> Given text
Stop training more models, start deploying them

We are hardly living up to the promises of AI in healthcare. It’s not because of our training, it’s because of our deployment.

By Maurits Kaptein, Tilburg University


(photo credit: Michael Pardo)


The rumours that AI (and ML) will revolutionise healthcare have been around for a while [1]. And yes, we have seen some amazing uses of AI in healthcare [see, e.g., 2,3]. But, in my personal experience, the majority of the models trained in healthcare never make it to practice. Let’s see why (or, scroll down and see how we solve it).


Note: The statement ”the majority of the models trained in … never make it to practice” is probably true across disciplines. Healthcare happens to be the one I am sure about.


Developing models in healthcare

Over the last decade, I have developed AI methods allowing computers to learn “what works for whom”. I have worked on Bandit problems [e.g., 4] with applications in online marketing [5], thus learning “which product to show to whom”. More recently I became interested in “which treatment works for which patient?”; partly using the same data science methods, but this time with a positive impact.

For example, together with Lingjie Shen, I spend the last two years collaborating with the Dutch Cancer Registry (NCR). The great folks at NCR maintain detailed records containing the progression of cancer cases in the Netherlands. The registry contains the background characteristics of patients, their treatment (e.g., chemo-therapy yes or no) and the outcome (2 or 5 year mortality). It takes a lot of curation to get this data from the various hospitals, but the NCR, in the end, provides a clean and well-documented collection of cases. We worked with an excerpt from the registry containing over 50.000 patients suffering from colon cancer and whose tumor was surgically removed. After removal of the tumor there is debate on whether or not to administer chemo-therapy; while most randomized controlled trials (RCTs) show a positive effect, this seems to vary widely between patients and tumor types [6].

> Supplied data
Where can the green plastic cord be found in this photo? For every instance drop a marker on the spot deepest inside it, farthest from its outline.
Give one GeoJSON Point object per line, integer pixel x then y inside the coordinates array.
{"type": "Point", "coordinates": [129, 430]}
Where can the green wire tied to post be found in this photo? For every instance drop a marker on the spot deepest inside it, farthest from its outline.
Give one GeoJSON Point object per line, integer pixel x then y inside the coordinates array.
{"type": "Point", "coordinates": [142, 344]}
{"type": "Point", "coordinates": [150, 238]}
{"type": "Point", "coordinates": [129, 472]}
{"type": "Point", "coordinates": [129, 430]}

> Required action 1
According to the article on deploying AI models in healthcare, what outcome does the Dutch Cancer Registry record?
> Required action 2
In the article on deploying AI models in healthcare, repeat the passage from "We are hardly" to "we solve it).".
> Required action 3
Continue the article on deploying AI models in healthcare from where it stops.

> Exercise response 1
Mortality at 2 or 5 years.

> Exercise response 2
We are hardly living up to the promises of AI in healthcare. It’s not because of our training, it’s because of our deployment.

By Maurits Kaptein, Tilburg University


(photo credit: Michael Pardo)


The rumours that AI (and ML) will revolutionise healthcare have been around for a while [1]. And yes, we have seen some amazing uses of AI in healthcare [see, e.g., 2,3]. But, in my personal experience, the majority of the models trained in healthcare never make it to practice. Let’s see why (or, scroll down and see how we solve it).

> Exercise response 3
We set out to study whether we could learn which patients should receive adjuvant chemotherapy. A simple approach would be to fit a flexible supervised learning model to predict the 5-year survival rates. So we did, using Bayesian Additive Regression Trees [7]. However, clearly, this not suffice: the NCR data describes real-live cases as they are treated in the hospital: the treatment assignment could well be severely confounded. We might be mixing up causes for effects. To counter this, we examined various methods of controlling for this confounding. We ended up comparing our estimates to estimates from a large RCT. This allowed us to validate our “correction model”.

In the end, these steps allowed for “imputing the counterfactuals” [8]. We created a dataset containing the outcomes that we expected under treatment and under no-treatment for each and every patient. This allowed for generating personalized treatment rules [9]: we could finally say which treatment works for whom.

The three paragraphs above took over a year and required coordination between our team, the NCR, and a number of participating oncologists. Eventually, the project gave us an AI (or what-shall-we-call-it) model that, given a feature vector, determines the optimal treatment choice. That awesome result, however, brings up the logical next question; how do we make sure this model is actually used by healthcare professionals?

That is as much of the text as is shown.